## Work order
Return the records below word for word.
Segment Open
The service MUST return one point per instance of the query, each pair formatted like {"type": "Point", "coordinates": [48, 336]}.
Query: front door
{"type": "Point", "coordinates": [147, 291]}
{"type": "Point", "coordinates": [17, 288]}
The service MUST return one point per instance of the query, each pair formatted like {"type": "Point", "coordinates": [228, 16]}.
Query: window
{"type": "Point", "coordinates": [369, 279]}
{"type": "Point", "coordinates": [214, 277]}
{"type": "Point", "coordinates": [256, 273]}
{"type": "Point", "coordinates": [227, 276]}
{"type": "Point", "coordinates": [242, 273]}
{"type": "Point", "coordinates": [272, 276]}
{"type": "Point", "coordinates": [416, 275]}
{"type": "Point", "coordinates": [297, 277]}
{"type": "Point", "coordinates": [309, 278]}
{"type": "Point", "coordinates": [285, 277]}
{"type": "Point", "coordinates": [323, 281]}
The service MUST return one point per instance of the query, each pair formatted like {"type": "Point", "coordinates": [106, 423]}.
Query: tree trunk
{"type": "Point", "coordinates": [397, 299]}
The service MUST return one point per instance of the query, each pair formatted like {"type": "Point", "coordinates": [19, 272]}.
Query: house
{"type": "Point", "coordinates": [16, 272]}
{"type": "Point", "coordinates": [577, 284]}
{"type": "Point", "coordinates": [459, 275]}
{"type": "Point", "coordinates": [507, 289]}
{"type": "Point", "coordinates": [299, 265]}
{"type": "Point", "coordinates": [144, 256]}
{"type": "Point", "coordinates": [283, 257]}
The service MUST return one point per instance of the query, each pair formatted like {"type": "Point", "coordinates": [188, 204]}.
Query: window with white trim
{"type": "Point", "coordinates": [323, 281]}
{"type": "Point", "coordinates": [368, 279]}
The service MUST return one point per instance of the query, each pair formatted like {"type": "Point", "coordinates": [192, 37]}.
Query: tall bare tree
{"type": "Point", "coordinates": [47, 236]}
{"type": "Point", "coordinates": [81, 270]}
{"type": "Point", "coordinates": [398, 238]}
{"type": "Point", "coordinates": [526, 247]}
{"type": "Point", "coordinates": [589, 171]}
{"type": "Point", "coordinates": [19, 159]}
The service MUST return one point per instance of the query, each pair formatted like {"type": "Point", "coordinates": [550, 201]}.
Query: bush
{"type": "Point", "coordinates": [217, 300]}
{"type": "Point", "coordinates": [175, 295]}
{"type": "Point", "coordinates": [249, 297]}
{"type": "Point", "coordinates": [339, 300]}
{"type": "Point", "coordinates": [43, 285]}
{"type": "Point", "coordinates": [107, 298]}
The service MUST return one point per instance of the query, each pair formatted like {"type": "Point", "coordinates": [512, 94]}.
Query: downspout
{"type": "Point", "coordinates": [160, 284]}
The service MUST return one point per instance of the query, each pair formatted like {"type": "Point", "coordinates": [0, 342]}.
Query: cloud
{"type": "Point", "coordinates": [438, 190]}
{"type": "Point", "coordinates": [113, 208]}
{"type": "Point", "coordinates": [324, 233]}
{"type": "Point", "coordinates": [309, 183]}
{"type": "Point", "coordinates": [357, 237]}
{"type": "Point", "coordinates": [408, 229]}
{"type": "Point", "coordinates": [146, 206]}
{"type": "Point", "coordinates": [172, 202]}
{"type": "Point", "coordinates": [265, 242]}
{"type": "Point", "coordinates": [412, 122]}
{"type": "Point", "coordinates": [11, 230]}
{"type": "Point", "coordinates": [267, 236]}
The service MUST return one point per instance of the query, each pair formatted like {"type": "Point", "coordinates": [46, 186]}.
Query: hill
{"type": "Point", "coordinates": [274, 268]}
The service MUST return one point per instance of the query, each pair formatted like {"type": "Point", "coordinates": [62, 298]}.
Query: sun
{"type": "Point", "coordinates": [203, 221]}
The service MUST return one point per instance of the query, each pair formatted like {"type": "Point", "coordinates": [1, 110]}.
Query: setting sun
Segment Closed
## Exercise output
The service MUST return one point per instance of the query, each pair formatted like {"type": "Point", "coordinates": [48, 336]}.
Query: front door
{"type": "Point", "coordinates": [147, 291]}
{"type": "Point", "coordinates": [17, 288]}
The service MUST return one point per instance of the query, each pair formatted like {"type": "Point", "coordinates": [228, 16]}.
Query: window
{"type": "Point", "coordinates": [369, 279]}
{"type": "Point", "coordinates": [214, 277]}
{"type": "Point", "coordinates": [256, 273]}
{"type": "Point", "coordinates": [227, 276]}
{"type": "Point", "coordinates": [242, 273]}
{"type": "Point", "coordinates": [272, 276]}
{"type": "Point", "coordinates": [416, 275]}
{"type": "Point", "coordinates": [297, 277]}
{"type": "Point", "coordinates": [309, 278]}
{"type": "Point", "coordinates": [285, 277]}
{"type": "Point", "coordinates": [323, 281]}
The service MUST return one point per instance of the query, each pair formatted like {"type": "Point", "coordinates": [106, 423]}.
Query: tree trunk
{"type": "Point", "coordinates": [397, 299]}
The service MUST return one point per instance of the query, each pair formatted like {"type": "Point", "coordinates": [19, 272]}.
Query: house
{"type": "Point", "coordinates": [16, 272]}
{"type": "Point", "coordinates": [577, 284]}
{"type": "Point", "coordinates": [459, 275]}
{"type": "Point", "coordinates": [507, 289]}
{"type": "Point", "coordinates": [299, 265]}
{"type": "Point", "coordinates": [144, 256]}
{"type": "Point", "coordinates": [283, 257]}
The service MUST return one point per instance of the query, each pair formatted like {"type": "Point", "coordinates": [188, 204]}.
Query: window with white trim
{"type": "Point", "coordinates": [323, 281]}
{"type": "Point", "coordinates": [368, 279]}
The service MUST return one point per instance of the query, each pair formatted like {"type": "Point", "coordinates": [192, 37]}.
Query: tall bare tree
{"type": "Point", "coordinates": [47, 236]}
{"type": "Point", "coordinates": [81, 270]}
{"type": "Point", "coordinates": [398, 238]}
{"type": "Point", "coordinates": [526, 247]}
{"type": "Point", "coordinates": [589, 171]}
{"type": "Point", "coordinates": [19, 159]}
The service MUST return one point per instance of the query, each pair formatted like {"type": "Point", "coordinates": [550, 201]}.
Query: bush
{"type": "Point", "coordinates": [217, 300]}
{"type": "Point", "coordinates": [175, 295]}
{"type": "Point", "coordinates": [249, 297]}
{"type": "Point", "coordinates": [339, 300]}
{"type": "Point", "coordinates": [43, 285]}
{"type": "Point", "coordinates": [107, 298]}
The service MUST return one point per instance of the query, each pair formatted like {"type": "Point", "coordinates": [512, 94]}.
Query: downspout
{"type": "Point", "coordinates": [160, 284]}
The service MUST return one point per instance of the query, each pair formatted like {"type": "Point", "coordinates": [0, 342]}.
Query: cloud
{"type": "Point", "coordinates": [438, 190]}
{"type": "Point", "coordinates": [113, 208]}
{"type": "Point", "coordinates": [324, 233]}
{"type": "Point", "coordinates": [309, 183]}
{"type": "Point", "coordinates": [357, 237]}
{"type": "Point", "coordinates": [408, 229]}
{"type": "Point", "coordinates": [146, 206]}
{"type": "Point", "coordinates": [172, 202]}
{"type": "Point", "coordinates": [265, 242]}
{"type": "Point", "coordinates": [412, 122]}
{"type": "Point", "coordinates": [11, 230]}
{"type": "Point", "coordinates": [267, 236]}
The service MUST return one point per instance of the query, each pair formatted like {"type": "Point", "coordinates": [46, 186]}.
Query: hill
{"type": "Point", "coordinates": [274, 268]}
The service MUST return one point per instance of the query, each pair formatted like {"type": "Point", "coordinates": [62, 298]}.
Query: sun
{"type": "Point", "coordinates": [203, 221]}
The service MUST return one point per instance of the query, each pair formatted like {"type": "Point", "coordinates": [1, 110]}.
Query: setting sun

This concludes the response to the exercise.